-- Begin --

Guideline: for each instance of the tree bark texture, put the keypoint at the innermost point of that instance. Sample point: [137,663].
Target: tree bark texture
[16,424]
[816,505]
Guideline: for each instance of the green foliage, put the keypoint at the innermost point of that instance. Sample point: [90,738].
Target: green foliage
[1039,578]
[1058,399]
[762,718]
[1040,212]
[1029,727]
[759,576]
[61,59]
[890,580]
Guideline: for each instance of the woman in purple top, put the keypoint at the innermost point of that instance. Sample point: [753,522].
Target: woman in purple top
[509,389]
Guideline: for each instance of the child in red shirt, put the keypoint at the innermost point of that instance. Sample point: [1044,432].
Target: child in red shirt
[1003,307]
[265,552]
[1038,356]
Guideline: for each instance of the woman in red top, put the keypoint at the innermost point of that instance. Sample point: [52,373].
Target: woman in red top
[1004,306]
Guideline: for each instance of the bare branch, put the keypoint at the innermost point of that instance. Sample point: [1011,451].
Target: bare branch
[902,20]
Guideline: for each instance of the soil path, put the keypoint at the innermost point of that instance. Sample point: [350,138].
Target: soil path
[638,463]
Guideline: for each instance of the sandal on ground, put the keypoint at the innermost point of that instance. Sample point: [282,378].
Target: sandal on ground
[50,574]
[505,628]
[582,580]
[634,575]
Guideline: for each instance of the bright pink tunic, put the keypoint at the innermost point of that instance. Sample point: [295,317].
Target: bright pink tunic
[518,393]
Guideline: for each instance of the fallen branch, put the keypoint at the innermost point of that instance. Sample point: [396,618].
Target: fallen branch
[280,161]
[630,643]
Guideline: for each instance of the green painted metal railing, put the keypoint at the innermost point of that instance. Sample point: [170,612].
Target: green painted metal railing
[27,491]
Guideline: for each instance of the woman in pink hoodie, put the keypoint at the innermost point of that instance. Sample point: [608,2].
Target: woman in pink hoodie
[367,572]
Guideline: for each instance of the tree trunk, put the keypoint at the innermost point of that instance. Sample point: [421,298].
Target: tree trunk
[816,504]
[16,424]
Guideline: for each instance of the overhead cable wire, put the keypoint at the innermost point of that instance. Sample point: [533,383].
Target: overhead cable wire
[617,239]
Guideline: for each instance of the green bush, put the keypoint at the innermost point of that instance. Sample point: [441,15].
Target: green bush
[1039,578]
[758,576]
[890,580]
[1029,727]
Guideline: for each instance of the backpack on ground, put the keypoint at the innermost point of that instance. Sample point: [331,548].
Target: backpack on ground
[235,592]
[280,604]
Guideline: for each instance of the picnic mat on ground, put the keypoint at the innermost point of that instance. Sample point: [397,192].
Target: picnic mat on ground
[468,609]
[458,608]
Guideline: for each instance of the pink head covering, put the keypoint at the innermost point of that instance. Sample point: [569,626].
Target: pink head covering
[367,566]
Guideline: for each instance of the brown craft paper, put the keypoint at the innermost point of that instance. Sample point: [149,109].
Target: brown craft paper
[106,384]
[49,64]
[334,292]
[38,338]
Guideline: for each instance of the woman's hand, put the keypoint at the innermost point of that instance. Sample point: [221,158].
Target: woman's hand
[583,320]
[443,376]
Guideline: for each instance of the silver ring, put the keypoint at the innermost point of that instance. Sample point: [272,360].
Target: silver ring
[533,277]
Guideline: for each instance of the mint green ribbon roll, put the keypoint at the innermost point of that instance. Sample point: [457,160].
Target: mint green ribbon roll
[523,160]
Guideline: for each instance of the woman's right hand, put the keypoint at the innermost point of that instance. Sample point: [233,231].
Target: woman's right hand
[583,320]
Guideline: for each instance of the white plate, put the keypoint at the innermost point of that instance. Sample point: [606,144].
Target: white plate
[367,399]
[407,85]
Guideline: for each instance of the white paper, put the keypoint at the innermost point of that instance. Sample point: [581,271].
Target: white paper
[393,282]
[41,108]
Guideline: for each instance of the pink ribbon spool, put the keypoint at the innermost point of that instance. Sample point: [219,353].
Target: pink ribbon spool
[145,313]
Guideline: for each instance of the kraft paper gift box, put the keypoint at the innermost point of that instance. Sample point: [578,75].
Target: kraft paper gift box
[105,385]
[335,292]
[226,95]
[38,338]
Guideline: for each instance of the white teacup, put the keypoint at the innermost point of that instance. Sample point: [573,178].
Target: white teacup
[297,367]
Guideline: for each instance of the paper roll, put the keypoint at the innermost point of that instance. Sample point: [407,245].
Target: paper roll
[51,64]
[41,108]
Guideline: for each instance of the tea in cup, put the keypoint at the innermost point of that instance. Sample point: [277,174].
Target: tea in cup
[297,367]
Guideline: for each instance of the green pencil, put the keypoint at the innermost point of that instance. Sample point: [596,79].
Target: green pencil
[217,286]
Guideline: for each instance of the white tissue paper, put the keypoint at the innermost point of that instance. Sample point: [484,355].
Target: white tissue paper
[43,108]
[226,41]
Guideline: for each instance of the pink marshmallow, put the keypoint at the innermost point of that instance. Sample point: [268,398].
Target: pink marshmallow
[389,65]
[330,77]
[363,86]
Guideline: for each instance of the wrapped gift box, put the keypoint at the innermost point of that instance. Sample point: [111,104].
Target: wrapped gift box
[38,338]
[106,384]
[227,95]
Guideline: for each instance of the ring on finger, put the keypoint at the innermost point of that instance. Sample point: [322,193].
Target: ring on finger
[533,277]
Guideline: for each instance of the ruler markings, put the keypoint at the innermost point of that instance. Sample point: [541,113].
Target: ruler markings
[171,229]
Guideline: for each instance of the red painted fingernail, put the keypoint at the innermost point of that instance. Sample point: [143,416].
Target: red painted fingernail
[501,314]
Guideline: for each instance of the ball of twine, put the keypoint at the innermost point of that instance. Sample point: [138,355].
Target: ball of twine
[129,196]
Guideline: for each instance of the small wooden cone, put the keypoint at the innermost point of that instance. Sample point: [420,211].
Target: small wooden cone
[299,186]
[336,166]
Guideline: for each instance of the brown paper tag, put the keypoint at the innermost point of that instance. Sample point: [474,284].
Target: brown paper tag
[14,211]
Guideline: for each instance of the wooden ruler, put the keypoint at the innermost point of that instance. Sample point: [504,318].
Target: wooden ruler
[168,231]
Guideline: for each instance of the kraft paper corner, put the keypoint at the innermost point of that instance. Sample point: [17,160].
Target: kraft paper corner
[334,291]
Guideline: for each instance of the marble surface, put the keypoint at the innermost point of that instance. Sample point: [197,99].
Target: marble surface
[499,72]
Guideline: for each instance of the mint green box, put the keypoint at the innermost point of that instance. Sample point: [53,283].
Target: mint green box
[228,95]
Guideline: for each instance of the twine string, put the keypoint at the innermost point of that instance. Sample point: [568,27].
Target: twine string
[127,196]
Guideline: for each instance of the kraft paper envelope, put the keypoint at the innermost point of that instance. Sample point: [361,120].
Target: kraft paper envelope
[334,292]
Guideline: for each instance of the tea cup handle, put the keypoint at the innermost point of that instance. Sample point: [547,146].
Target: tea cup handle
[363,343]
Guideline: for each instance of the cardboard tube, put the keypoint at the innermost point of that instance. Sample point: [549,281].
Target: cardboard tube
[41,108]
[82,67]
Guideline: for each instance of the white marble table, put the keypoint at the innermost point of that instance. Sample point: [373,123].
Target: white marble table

-- End --

* [AIM]
Extract the complete listing verbatim.

* [RESPONSE FOR THIS EXERCISE]
Guideline: for each instance of the tree bark texture, put the keypoint at the innermost point of that instance. Sample point: [137,663].
Target: tree bark texture
[16,424]
[816,505]
Guideline: for each instance of the green foliage, put the keypoint at the innermost point of that instance. Sample point: [90,738].
Target: green foliage
[1039,578]
[1058,399]
[762,718]
[1040,212]
[1029,727]
[759,576]
[61,59]
[890,580]
Guideline: for each instance of the woman in purple top, put the keypoint at the innermost point of that instance. Sample point: [753,522].
Target: woman in purple top
[509,389]
Guideline: for each instance of the child in red shirt, put the keypoint at the innermost point of that instance. Sample point: [1044,432].
Target: child in red shirt
[1003,307]
[265,552]
[1038,356]
Guideline: for each instance of the woman in red top, put the keypoint at the innermost point of that instance. Sample point: [52,373].
Target: woman in red top
[1004,306]
Guideline: for each instance of the bare branch, put the keypoint at the innermost point of that instance. Sample point: [1011,451].
Target: bare branch
[902,20]
Guideline: for each instance of the soil path, put the keypoint at the innermost point of that instance. Sample point: [350,138].
Target: soil path
[638,463]
Guideline: for each instance of the sandal on ground, put the keypoint at the innermost point of that instance. Sample point: [282,378].
Target: sandal on ground
[50,574]
[505,628]
[582,580]
[634,575]
Guideline: for each instance of the bright pink tunic, put the keypoint at the innermost point of that instance. Sample point: [295,317].
Target: bright pink tunic
[518,393]
Guideline: for each instance of the fallen branch, put the keypoint at the innermost point of that instance. Sample point: [396,618].
Target: fallen branch
[280,161]
[630,643]
Guideline: for each instance of the green painted metal railing, put the keypoint at the innermost point of that instance. Sample point: [170,612].
Target: green painted metal railing
[27,491]
Guideline: for each instance of the woman in pink hoodie, put the keypoint at the innermost point of that instance. Sample point: [608,2].
Target: woman in pink hoodie
[367,572]
Guideline: for each instance of the tree trunk, put the keypoint at the innermost point of that instance. Sample point: [421,298].
Target: tree trunk
[816,504]
[16,424]
Guideline: for each instance of the overhead cable wire, put the keypoint at the innermost point of that instance. Sample point: [533,383].
Target: overhead cable wire
[617,239]
Guideline: for each instance of the green bush, put the keypoint at the innermost point of that instance. Sample point: [441,15].
Target: green bush
[1039,578]
[758,576]
[890,580]
[1029,727]
Guideline: for each instance of the backpack on ground, put the keypoint at the innermost point of that instance. Sample point: [331,548].
Target: backpack on ground
[235,592]
[280,604]
Guideline: for each instance of the picnic mat on ground, put the keypoint at the innermost point of that instance. Sample point: [397,192].
Target: picnic mat on ground
[468,609]
[458,608]
Guideline: for each instance of the pink head covering, put the keypoint at the innermost point of that instance. Sample point: [569,626].
Target: pink head covering
[367,566]
Guideline: for each instance of the brown craft paper, put the keypoint at the innermost point of that instance. Sample point: [149,109].
Target: brown craft paper
[106,384]
[49,64]
[334,292]
[38,338]
Guideline: for each instance of the woman's hand, put the keypoint at the innermost point of that instance. Sample point: [221,158].
Target: woman's hand
[583,320]
[443,376]
Guideline: for each instance of the silver ring, put the keypoint at the innermost point of that instance. Sample point: [272,360].
Target: silver ring
[533,277]
Guideline: for each instance of the mint green ribbon roll, put the keypoint at the innermost point of that instance. Sample point: [457,160].
Target: mint green ribbon roll
[523,160]
Guideline: for each instance of the woman's right hand, put the keypoint at the innermost point of that instance. Sample point: [233,231].
Target: woman's right hand
[583,320]
Guideline: for each instance of the white plate, put the keypoint at the innermost point of that instance. Sample point: [606,144].
Target: white plate
[367,399]
[407,85]
Guideline: for each instance of the white paper, put the keypoint at the innermost point of that instance. Sample point: [581,271].
Target: white paper
[393,282]
[41,108]
Guideline: for each instance of the pink ribbon spool, put the keypoint at the innermost point of that instance. Sample point: [219,353].
Target: pink ribbon spool
[145,313]
Guideline: for each instance of the kraft paper gift box, put the keypoint at the innermost point of that instance. Sample point: [578,75].
Target: kraft paper gift box
[105,385]
[335,292]
[226,95]
[38,338]
Guideline: for each instance of the white teacup, put the keypoint at the innermost point of that instance. Sample point: [573,178].
Target: white teacup
[297,367]
Guideline: for each instance of the paper roll, put the keypoint at the innermost point of that instance. Sample point: [407,245].
Target: paper roll
[51,64]
[41,108]
Guideline: for each instance of the tea in cup, put the keypoint at the innermost point of that instance. Sample point: [277,174].
Target: tea in cup
[297,367]
Guideline: for each instance of the green pencil, put the keypoint at the innermost point of that instance. Sample point: [596,79].
Target: green pencil
[217,286]
Guideline: for each instance of the white tissue paper, put the keypoint at the innermost point of that instance. Sample point: [484,355].
Target: white tissue paper
[43,108]
[226,41]
Guideline: for each instance of the pink marshmallow, put the keypoint at the innermost point of that instance. Sample point: [268,398].
Target: pink marshmallow
[389,65]
[330,77]
[363,86]
Guideline: for each instance of the wrapped gift box, put the keypoint at the innermost point of that instance. Sample point: [111,104].
Target: wrapped gift box
[38,338]
[106,384]
[227,95]
Guideline: for each instance of the ring on finger, put the keypoint at the innermost point of that instance. Sample point: [322,193].
Target: ring on finger
[533,277]
Guideline: for each instance of the ruler markings, put the keypoint at the innermost point of that instance. Sample point: [541,113].
Target: ruler markings
[171,229]
Guideline: for each instance of the red painted fingernail, put the keypoint at the innermost point of that instance. Sample point: [143,416].
Target: red painted fingernail
[501,314]
Guideline: for each instance of the ball of twine, put the keypoint at the innermost point of that instance. Sample point: [138,355].
Target: ball of twine
[129,196]
Guideline: for each instance of the small wooden cone, put the keypoint at the innermost point of that instance. Sample point: [420,211].
Target: small wooden cone
[299,186]
[336,166]
Guideline: for each instance of the brown paper tag, put the keypoint at the innermost point of that instance. Sample point: [474,284].
Target: brown paper tag
[14,211]
Guideline: for each instance of the wooden ruler, put the keypoint at the innermost point of that instance. Sample point: [504,318].
Target: wooden ruler
[168,231]
Guideline: for each instance of the kraft paper corner, put the keypoint at the innermost point of that instance. Sample point: [17,160].
Target: kraft paper corner
[334,291]
Guideline: for each instance of the marble surface, put the keypoint at the innermost point of that instance. Sample point: [197,99].
Target: marble surface
[499,72]
Guideline: for each instance of the mint green box, put the keypoint at the innermost point of that instance. Sample point: [53,283].
Target: mint green box
[228,95]
Guideline: for each instance of the twine string, put the keypoint at the innermost point of that instance. Sample point: [568,27].
Target: twine string
[127,196]
Guideline: for each instance of the kraft paper envelope, put the keypoint at the innermost point of that instance. Sample point: [361,120].
Target: kraft paper envelope
[334,292]
Guideline: for each instance of the tea cup handle, put the keypoint at the innermost point of that instance. Sample point: [547,146].
Target: tea cup handle
[363,343]
Guideline: for each instance of the cardboard tube, put the keypoint at the innermost point of that instance. Sample point: [549,281].
Target: cardboard tube
[41,108]
[82,67]
Guideline: for each instance of the white marble table, put the keypoint at the innermost point of that instance. Sample point: [373,123].
Target: white marble table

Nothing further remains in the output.